Instructions for the task - Recast the lines below as a two-column CSV with the headers text and answer. Give one row for each line that begins with "Objective", putting that line in text and every point listed after it in answer, with each field in quotes, line breaks turned into spaces, and the picture left out.
***** Excerpted records
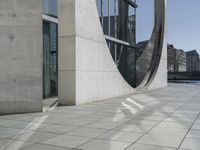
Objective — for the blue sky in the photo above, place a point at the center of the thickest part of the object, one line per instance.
(183, 22)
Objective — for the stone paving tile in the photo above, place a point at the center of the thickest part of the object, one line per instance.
(98, 144)
(168, 131)
(10, 144)
(9, 132)
(191, 143)
(134, 128)
(44, 147)
(121, 136)
(161, 140)
(34, 136)
(194, 134)
(87, 132)
(67, 141)
(57, 129)
(148, 147)
(103, 125)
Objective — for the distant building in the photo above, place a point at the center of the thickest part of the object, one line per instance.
(176, 59)
(140, 46)
(193, 61)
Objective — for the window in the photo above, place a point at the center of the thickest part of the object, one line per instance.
(50, 7)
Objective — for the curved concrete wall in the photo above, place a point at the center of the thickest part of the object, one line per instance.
(86, 69)
(151, 66)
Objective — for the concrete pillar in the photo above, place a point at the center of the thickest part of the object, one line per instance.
(20, 56)
(86, 69)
**********
Exercise answer -
text,answer
"Objective — for the blue sky in the photo above, place a point at the center of the thickest part of the object, one line per instance.","(183, 22)"
"Objective — for the stone paving tile in the photo above, place a point at the center of the thickest part of the object, one line per instance.","(98, 144) (168, 131) (10, 144) (9, 132) (191, 143) (134, 128) (44, 147) (121, 136) (161, 140) (34, 136) (194, 134) (87, 132) (67, 141) (57, 129) (148, 147) (103, 125)"
"Objective — for the distant building in the photo above, place a point at the center of the thickest part of the object, one line per instance.","(176, 59) (140, 46) (193, 61)"
"Objective — for the window in the photo above, place a point at the center of the thickest part of the object, one line per instance.","(50, 7)"
"Objective — for the curved concrete wall in the photo above, place a point at the center of the thickest part of the object, one line per instance.","(86, 69) (151, 66)"
"Objective — for the concrete pillar in the photo above, place a point at the center of the thickest part of the object, one line per instance.","(20, 56) (86, 69)"